01.28.22
Adriana Perovic

How to Identify, Attract and Retain: 3 Steps to Solve Your Cyber Talent Problem

Threat actors show no signs of slowing down. And as long as they continue to make a profit, we shouldn’t expect that to change anytime soon. Unfortunately, for all of us that aren’t actively deploying ransomware, we’re stuck playing multiple roles: technology experts, defenders, and part-time psychics. 

Along with that, cyber insurers are now placing more responsibility on the policyholder’s shoulders, making certain security controls non-negotiable if you want to be insured. It benefits both parties, but there’s an obvious burden of time, expertise, and finances to implement measures that boost your cyber hygiene. Our Risk + Response team talks to dozens of policyholders a month, and many are realizing that as they invest in better security measures, they’ll need the personnel to carry out their plans. 

We’ve spoken to our Chief Information Security Officer, Vice President of People, and a recruiter specialized in cybersecurity to get three unique perspectives on the most popular cyber talent questions. How do you even know where to start? What roles do you need to fill, and how do you find the right talent that’ll stay for the long haul in a competitive market?

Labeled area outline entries
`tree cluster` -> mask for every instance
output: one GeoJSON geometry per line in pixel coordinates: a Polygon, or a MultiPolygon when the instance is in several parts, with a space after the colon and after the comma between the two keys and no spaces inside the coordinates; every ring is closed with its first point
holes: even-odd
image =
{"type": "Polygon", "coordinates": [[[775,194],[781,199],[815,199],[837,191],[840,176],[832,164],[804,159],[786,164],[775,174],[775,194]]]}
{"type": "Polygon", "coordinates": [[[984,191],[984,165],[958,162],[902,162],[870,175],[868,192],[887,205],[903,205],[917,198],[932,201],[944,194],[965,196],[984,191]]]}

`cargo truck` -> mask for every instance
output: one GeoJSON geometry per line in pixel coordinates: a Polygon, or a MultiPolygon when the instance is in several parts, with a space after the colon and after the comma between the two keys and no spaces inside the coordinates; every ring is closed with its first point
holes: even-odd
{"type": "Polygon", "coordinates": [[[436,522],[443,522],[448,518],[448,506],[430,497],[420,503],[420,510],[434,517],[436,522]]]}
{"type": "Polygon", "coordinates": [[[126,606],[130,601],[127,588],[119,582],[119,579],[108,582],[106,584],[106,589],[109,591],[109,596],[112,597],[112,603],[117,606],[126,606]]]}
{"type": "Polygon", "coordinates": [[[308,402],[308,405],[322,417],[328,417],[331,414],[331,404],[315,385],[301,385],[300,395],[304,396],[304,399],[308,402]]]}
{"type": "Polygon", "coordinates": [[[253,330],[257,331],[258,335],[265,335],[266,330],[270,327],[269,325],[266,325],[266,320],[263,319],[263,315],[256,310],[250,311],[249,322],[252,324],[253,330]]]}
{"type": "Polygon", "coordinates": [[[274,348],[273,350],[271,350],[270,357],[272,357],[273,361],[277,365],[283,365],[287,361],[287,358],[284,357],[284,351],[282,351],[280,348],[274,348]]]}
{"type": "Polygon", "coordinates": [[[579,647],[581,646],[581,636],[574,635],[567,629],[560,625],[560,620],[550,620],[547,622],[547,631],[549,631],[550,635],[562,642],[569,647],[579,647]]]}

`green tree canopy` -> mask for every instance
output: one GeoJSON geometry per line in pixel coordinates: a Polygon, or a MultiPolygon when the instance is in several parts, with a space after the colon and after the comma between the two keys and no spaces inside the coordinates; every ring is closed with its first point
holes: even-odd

**WHAT YOU NEED TO DO**
A: Reproduce the whole article on cyber talent word for word.
B: List every line of the entries that contains the string "mask", copying each line as it appears. Matching is case-sensitive.
The article and the entries have no connection to each other.

**THE REPLIES**
A:
01.28.22
Adriana Perovic

How to Identify, Attract and Retain: 3 Steps to Solve Your Cyber Talent Problem

Threat actors show no signs of slowing down. And as long as they continue to make a profit, we shouldn’t expect that to change anytime soon. Unfortunately, for all of us that aren’t actively deploying ransomware, we’re stuck playing multiple roles: technology experts, defenders, and part-time psychics. 

Along with that, cyber insurers are now placing more responsibility on the policyholder’s shoulders, making certain security controls non-negotiable if you want to be insured. It benefits both parties, but there’s an obvious burden of time, expertise, and finances to implement measures that boost your cyber hygiene. Our Risk + Response team talks to dozens of policyholders a month, and many are realizing that as they invest in better security measures, they’ll need the personnel to carry out their plans. 

We’ve spoken to our Chief Information Security Officer, Vice President of People, and a recruiter specialized in cybersecurity to get three unique perspectives on the most popular cyber talent questions. How do you even know where to start? What roles do you need to fill, and how do you find the right talent that’ll stay for the long haul in a competitive market?

B:
`tree cluster` -> mask for every instance
`cargo truck` -> mask for every instance
`green tree canopy` -> mask for every instance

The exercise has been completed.